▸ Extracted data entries
---*---
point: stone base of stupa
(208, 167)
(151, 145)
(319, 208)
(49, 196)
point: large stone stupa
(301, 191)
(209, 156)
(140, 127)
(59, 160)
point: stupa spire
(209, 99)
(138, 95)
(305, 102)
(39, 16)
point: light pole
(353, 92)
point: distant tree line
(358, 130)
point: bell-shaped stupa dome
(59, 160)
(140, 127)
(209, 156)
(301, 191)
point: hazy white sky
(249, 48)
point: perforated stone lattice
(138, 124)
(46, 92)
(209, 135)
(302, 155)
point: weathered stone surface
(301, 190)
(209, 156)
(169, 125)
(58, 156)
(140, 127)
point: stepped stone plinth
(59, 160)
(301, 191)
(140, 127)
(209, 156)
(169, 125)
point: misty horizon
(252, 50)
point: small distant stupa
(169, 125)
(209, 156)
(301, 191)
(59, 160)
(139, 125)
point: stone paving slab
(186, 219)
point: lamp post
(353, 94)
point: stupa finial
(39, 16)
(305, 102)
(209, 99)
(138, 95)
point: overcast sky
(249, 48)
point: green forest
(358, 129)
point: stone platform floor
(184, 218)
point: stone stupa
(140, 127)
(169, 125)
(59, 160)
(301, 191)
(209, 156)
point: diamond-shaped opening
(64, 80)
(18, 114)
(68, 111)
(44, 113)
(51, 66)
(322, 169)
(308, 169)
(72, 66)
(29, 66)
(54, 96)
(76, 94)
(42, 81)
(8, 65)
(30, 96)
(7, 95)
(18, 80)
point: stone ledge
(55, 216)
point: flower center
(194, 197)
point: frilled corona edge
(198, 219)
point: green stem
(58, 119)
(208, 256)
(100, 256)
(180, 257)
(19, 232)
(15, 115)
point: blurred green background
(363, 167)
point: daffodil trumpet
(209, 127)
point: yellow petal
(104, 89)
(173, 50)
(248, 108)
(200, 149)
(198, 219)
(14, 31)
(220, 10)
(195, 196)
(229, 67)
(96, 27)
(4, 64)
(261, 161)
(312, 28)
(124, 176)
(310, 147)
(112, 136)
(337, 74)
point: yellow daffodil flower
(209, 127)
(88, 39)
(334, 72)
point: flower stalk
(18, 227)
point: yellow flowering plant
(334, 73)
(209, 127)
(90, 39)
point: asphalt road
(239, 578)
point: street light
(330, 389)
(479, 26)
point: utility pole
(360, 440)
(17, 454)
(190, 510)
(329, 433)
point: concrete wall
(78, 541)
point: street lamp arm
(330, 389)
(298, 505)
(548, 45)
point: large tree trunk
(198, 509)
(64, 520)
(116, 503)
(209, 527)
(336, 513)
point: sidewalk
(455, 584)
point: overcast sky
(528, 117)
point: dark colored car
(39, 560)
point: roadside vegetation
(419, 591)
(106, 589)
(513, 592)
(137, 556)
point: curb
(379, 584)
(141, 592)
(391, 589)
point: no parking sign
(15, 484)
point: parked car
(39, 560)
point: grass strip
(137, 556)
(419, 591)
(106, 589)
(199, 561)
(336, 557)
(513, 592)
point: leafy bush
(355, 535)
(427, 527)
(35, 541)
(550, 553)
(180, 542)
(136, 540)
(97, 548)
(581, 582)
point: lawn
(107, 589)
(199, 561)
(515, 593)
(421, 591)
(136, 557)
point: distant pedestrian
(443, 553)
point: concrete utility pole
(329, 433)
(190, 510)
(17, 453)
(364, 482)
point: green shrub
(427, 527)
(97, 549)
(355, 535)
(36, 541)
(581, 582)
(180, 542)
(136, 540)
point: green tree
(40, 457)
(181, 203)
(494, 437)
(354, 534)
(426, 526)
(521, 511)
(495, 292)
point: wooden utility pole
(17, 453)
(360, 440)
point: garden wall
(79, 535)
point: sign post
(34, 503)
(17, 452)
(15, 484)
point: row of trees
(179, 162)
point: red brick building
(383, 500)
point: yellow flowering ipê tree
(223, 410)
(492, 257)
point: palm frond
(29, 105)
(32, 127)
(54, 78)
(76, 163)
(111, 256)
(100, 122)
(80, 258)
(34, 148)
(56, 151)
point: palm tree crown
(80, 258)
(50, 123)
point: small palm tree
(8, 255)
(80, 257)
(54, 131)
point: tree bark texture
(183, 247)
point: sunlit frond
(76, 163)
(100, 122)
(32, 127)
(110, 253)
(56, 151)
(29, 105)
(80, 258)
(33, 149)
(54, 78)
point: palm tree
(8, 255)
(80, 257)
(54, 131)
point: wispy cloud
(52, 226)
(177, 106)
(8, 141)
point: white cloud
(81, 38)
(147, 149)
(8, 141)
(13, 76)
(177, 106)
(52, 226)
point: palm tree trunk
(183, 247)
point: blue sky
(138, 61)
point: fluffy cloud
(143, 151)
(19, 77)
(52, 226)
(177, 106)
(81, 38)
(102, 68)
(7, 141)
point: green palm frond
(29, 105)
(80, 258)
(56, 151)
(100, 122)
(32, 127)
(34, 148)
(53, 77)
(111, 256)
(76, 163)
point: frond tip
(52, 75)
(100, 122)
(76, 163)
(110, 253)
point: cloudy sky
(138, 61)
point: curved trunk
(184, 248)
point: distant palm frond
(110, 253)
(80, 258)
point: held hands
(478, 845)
---*---
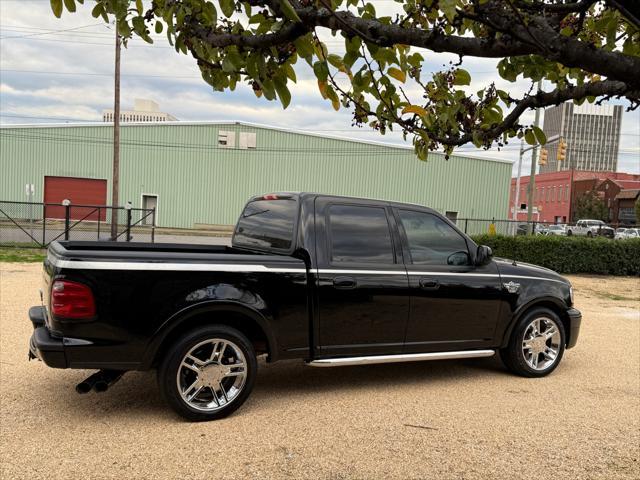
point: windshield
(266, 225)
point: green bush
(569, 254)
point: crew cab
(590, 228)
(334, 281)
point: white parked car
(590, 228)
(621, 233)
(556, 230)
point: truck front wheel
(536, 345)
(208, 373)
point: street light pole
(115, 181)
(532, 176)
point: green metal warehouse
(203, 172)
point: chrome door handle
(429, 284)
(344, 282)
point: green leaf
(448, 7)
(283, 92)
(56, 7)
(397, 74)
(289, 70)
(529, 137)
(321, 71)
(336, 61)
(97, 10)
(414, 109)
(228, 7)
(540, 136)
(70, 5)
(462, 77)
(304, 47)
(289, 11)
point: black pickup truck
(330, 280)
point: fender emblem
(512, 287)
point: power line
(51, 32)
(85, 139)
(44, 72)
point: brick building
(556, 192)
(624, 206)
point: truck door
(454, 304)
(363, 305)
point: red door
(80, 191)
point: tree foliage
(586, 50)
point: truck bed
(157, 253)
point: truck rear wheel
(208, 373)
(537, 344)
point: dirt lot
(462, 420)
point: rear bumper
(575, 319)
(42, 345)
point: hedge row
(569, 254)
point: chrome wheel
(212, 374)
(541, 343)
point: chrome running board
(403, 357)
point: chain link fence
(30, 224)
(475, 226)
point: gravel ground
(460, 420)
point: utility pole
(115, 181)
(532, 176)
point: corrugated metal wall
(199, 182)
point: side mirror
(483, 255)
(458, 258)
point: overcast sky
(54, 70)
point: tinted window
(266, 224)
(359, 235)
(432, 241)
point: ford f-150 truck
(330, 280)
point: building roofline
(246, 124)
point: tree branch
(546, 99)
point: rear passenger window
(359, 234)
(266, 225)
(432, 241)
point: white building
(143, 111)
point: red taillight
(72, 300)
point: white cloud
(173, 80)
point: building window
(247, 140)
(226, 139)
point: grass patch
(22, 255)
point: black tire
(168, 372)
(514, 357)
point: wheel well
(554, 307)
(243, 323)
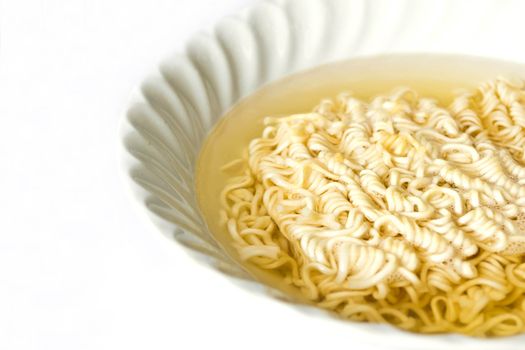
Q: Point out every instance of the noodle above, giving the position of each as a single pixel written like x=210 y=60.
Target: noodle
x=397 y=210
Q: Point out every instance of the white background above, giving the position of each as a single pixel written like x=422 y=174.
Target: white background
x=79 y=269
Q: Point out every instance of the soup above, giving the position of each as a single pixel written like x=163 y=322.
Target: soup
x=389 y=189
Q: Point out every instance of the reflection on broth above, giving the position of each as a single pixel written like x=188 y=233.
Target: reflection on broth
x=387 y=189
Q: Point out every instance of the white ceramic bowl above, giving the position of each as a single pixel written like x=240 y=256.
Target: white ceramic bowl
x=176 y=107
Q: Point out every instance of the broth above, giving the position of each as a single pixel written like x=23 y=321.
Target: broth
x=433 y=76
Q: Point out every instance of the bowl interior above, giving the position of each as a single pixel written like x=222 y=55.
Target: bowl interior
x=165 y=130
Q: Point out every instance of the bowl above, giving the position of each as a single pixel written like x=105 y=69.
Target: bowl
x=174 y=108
---*---
Locate every line in the data above containing the string "shaped" and copy each such line. Case must match.

▸ PROBLEM SOLUTION
point: bell-shaped stupa dome
point: diamond-shaped opening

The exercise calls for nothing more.